The Flat Earth Wiki
The Flat Earth Wiki
Log in

Weight Variation by Latitude

From The Flat Earth Wiki

Weight Variation by Latitude refers to the claims that scales have measured masses to weigh up to 0.5% less near the equator compared to the polar areas. It is asserted that this is due to a combination of the centrifugal effect from the rotation of the earth and the increased mass at the equator.

Upon assessment of the experiments supporting this, it is found that these experiments are conducted with the scale and test body exposed to the surrounding atmosphere. A scale is calibrated for one area and then taken to another area, uncalibrated. Measures are not taken to isolate the test body and the measuring device from the influences of the environmental atmosphere. Weight is affected by factors other than 'gravity'. Pressure, humidity, and other properties affect scales. It is known that that pressure is greater at the poles and lesser at the equator.[1] It is further known that pressure is greater at lower altitudes near sea level and lesser at higher altitudes. Humidity likewise has a relationship with the latitudes[2] and the altitudes, as well as other interrelated properties such as air viscosity.

Andrew Huszczuk, Ph.D., writes (Archive):

  “ Would you take a medication knowing that a pharmacy used an uncalibrated scale to weigh its ingredients? Would you board a plane knowing that the fuel or altitude gauges are not calibrated at frequent intervals?

In these and thousands of other applications scientific bases and rules of metrology must be obeyed to assure chaos-free operation of modern societies. To scrutinize performance of measuring devices a process of calibration must be carried out by means of applying a known standard and getting back a correct reading. ”

Scales Affected by Atmosphere

Precision Scales

From Drift in Measurements with Analytical Balances (Archive) we read:

  “ Pharmaceutical laboratories and bioscience research institutes make extensive use of analytical balances that are highly sensitive. These analytical balances are greatly affected by their environment and also by the way they are installed and handled. ”

One precision scale manufacture lists many factors (Archive) which can affect a scale:

Factors That Can Affect Your Scale’s Accuracy

  “ Differences in air pressure – Scales can provide inaccurate measurements if the air pressure from the calibration environment is different than the operating environment. ”

If the air pressure from the calibration environment is different than the operating environment, it will affect the scale. Also listed on the page are temperature and humidity which can affect the operation of a precision scale.

Standardscale says (Archive):

How does the environment affect weighing on a lab balance?

  “ The environment surrounding a balance is vital if you are to maintain the manufacturer's stated performance ratings. Really, the manufacturer doesn’t matter in this regard, as a bad environment will adversely affect any balance. There are many influences to consider and to remove, as far as is possible, from the area surrounding the balance. ”

▶ _Supplied data_:
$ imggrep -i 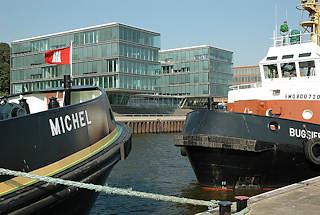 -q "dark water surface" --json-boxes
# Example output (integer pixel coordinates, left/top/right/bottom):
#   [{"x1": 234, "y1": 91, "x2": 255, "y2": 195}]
[{"x1": 90, "y1": 134, "x2": 233, "y2": 215}]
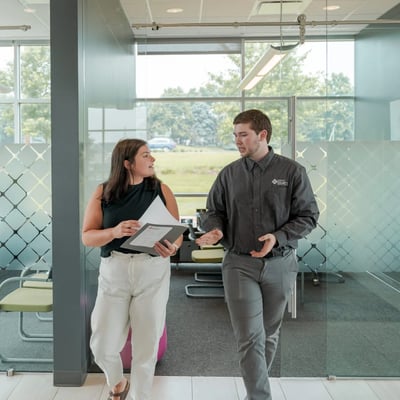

▶ _What is expected_: Rewrite the part of the weight variation text that opens with "Factors That Can" and closes with "a precision scale.", replacing "operating environment" with "testing environment".

▶ _Answer box_:
Factors That Can Affect Your Scale’s Accuracy

  “ Differences in air pressure – Scales can provide inaccurate measurements if the air pressure from the calibration environment is different than the testing environment. ”

If the air pressure from the calibration environment is different than the testing environment, it will affect the scale. Also listed on the page are temperature and humidity which can affect the operation of a precision scale.